TEXT BLOCK:
* * * * * * * * *
Dec. 5, 2002 One of the most common genetic abnormalities is Down syndrome, which occurs when a person inherits three copies of chromosome 21 instead of the normal complement of two. Although the association has long been known, no one understands how the extra genetic material produces the syndrome, which is the most common genetic cause of mental retardation.
Now, new research is helping to provide an answer to this medical mystery. Researchers at NYU School of Medicine and colleagues in France and Germany, have taken a genetic tour of chromosome 21. They have identified where the chromosomes' switched-on genes are found in the brain, a significant accomplishment that may lead to the identification of the genes that contribute to Down syndrome.
"Our study provides a road map with clear signposts to the culprits of Down syndrome," says Ariel Ruiz i Altaba, Ph.D., Associate Professor of Cell Biology at NYU School of Medicine's Skirball Institute of Biomolecular Medicine, and one of the lead authors of the study. "There are now clearly defined candidate genes in the brain, heart and elsewhere that we can look at," says Dr. Ruiz i Altaba, whose laboratory is devoted to understanding brain development. "The next step is to understand how these genes function normally. Once we know which ones cause defects in the brain when their expression is altered, we will be in a position to see if rational therapies for Down syndrome are possible."
Down syndrome affects one in about 800 to 1,000 live births, according to the National Down Syndrome Society, an advocacy organization, which estimates that more than 350,000 people in the United States have the syndrome. In addition to affecting cognitive abilities, it is associated with abnormalities in the head and face, the heart, and other organs.
The complete DNA sequence of human chromosome 21 was published two years ago. Using sophisticated genetic techniques, Dr. Ruiz i Altaba and his colleagues found the mouse genes that correlated with the human genes on chromosome 21, and looked at where the mouse genes were turned on most strongly in the early developing mouse, as well as in the brain of two-day-old mice. There is a syndrome, similar to Down, that occurs in mice.
* * * * * * * * *
DATA SECTION:

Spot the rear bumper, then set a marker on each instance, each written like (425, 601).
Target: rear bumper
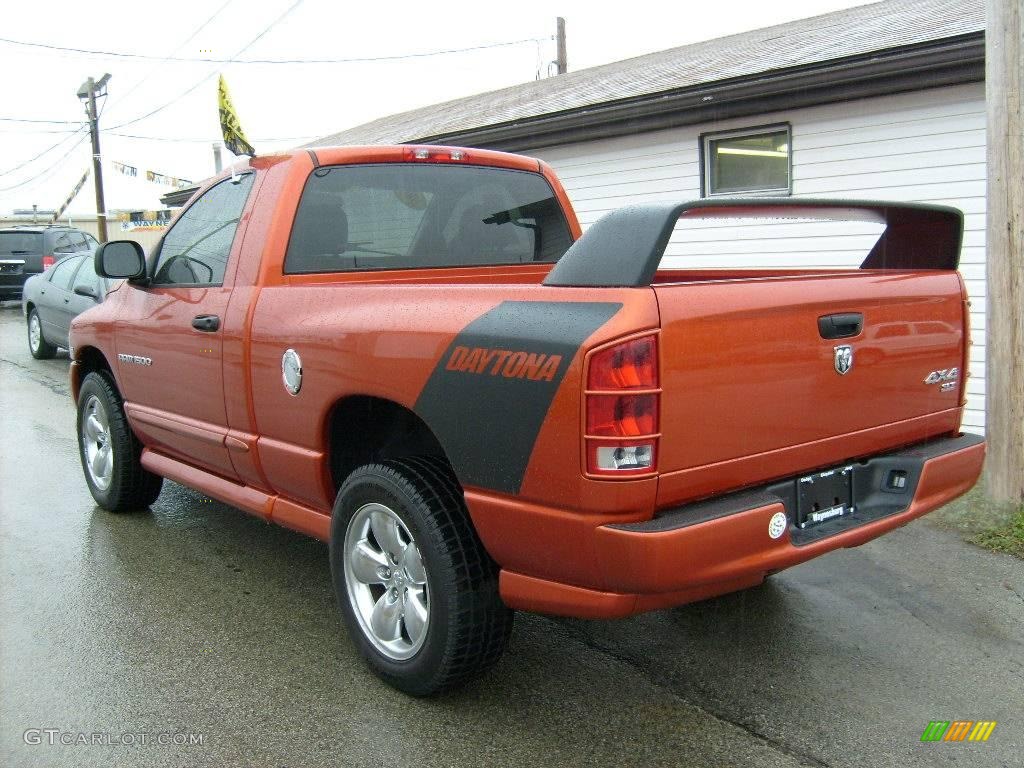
(712, 548)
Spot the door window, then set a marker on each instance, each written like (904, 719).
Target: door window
(87, 278)
(195, 251)
(67, 244)
(62, 272)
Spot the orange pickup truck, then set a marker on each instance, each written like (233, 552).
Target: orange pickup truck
(414, 354)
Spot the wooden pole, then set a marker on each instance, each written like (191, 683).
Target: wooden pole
(1005, 245)
(562, 61)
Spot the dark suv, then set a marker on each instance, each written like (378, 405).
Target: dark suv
(29, 250)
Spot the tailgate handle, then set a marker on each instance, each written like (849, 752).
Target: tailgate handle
(841, 326)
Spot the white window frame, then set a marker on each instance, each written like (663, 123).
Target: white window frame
(706, 161)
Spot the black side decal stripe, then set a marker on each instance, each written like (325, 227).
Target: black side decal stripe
(489, 393)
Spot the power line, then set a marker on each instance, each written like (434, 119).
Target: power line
(205, 140)
(31, 120)
(357, 59)
(49, 168)
(169, 57)
(47, 151)
(181, 95)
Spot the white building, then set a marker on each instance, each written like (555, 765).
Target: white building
(880, 101)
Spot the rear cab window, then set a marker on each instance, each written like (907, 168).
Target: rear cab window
(398, 216)
(18, 244)
(62, 271)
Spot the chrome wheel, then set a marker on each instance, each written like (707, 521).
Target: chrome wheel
(96, 443)
(35, 332)
(386, 582)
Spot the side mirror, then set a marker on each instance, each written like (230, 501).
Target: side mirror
(120, 259)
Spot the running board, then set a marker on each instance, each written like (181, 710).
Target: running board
(265, 506)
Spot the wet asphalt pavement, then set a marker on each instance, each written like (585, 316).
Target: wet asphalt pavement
(197, 619)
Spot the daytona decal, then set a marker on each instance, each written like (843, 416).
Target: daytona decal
(508, 364)
(489, 392)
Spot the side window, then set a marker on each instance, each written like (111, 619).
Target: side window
(747, 161)
(62, 271)
(87, 276)
(195, 251)
(65, 244)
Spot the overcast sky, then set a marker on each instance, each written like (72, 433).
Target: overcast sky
(283, 104)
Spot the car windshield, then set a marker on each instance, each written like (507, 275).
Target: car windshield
(17, 243)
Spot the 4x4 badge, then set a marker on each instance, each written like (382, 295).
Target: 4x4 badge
(844, 359)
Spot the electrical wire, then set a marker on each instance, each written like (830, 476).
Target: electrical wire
(170, 57)
(181, 95)
(205, 140)
(30, 120)
(47, 151)
(47, 169)
(357, 59)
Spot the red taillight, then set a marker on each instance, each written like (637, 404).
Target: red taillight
(632, 365)
(622, 410)
(622, 416)
(434, 155)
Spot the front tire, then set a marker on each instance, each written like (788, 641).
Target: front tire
(418, 591)
(110, 452)
(40, 348)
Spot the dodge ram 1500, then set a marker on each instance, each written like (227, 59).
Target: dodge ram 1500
(415, 354)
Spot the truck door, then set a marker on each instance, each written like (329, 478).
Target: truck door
(169, 334)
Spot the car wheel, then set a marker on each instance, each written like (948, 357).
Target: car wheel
(40, 348)
(418, 591)
(110, 451)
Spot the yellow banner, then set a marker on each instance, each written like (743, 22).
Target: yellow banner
(235, 137)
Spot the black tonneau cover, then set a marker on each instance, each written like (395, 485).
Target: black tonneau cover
(625, 247)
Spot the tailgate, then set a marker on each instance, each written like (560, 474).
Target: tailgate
(767, 374)
(748, 368)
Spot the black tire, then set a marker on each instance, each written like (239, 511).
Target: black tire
(130, 486)
(42, 349)
(468, 626)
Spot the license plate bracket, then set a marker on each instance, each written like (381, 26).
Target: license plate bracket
(824, 496)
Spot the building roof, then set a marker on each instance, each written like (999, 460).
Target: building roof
(942, 40)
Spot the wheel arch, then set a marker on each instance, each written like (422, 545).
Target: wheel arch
(88, 359)
(363, 429)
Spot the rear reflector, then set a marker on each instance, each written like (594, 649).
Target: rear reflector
(623, 458)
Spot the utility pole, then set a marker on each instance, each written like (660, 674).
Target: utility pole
(87, 93)
(561, 61)
(1005, 245)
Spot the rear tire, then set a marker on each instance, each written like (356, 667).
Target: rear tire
(40, 348)
(110, 452)
(418, 590)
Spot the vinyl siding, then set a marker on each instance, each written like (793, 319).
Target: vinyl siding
(925, 146)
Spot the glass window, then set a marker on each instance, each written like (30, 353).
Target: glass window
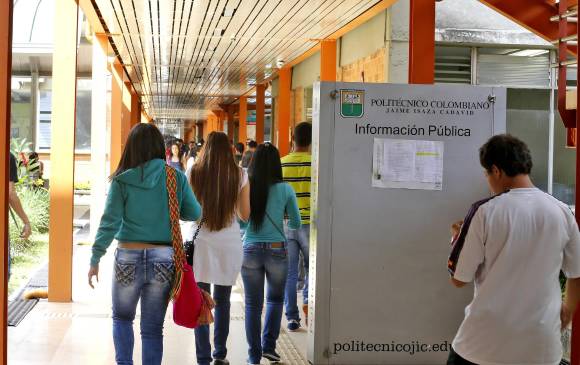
* * * * * * * * *
COMPLETE THE FOLLOWING:
a) Copy the passage of the Down syndrome article above between "Now, new research" and "to Down syndrome.", inclusive, without changing a word.
b) In one to three sentences, explain why the Down syndrome article calls the researchers' finding about where chromosome 21's switched-on genes appear in the brain a significant accomplishment.
c) Extend the Down syndrome article from its final sentence with further text in the same style.

EXPECTED OUTPUTS:
a)
Now, new research is helping to provide an answer to this medical mystery. Researchers at NYU School of Medicine and colleagues in France and Germany, have taken a genetic tour of chromosome 21. They have identified where the chromosomes' switched-on genes are found in the brain, a significant accomplishment that may lead to the identification of the genes that contribute to Down syndrome.

b) The finding may lead to identifying the genes that contribute to Down syndrome. It gives researchers clearly defined candidate genes in the brain, heart and elsewhere to study.

c)
Dr. Ruiz i Altaba's interest in chromosome 21 stems from his studies in developmental genetics. He is particularly interested in genes that determine patterns of development, such as Sonic hedgehog and Gli. His laboratory has linked defects in these genes to cancer and holoprosencephaly, a congenital brain defect. These discoveries were made using embryos and genes from experimental animals, such as mice and frogs, and then linking these genes to their human counterparts. This is possible because mice and humans (as well as other animals) have many similar genes, a process biologists call "conservation."
Dr. Ruiz i Altaba and colleagues' study, published in the Dec. 5 issue of the journal Nature, accompanies the landmark publication of the entire genome of mouse in the same issue of the journal. The completion of the mouse genome, along with the recently completed sequencing of the human genome, is expected to greatly advance the understanding of human genetic diseases because humans and mice share many genes, and unlike humans, mice can be laboratory models for human disease. The mouse is the first mammal, other than humans, to have its genome, the DNA sequences along all of its chromosomes, completely sequenced.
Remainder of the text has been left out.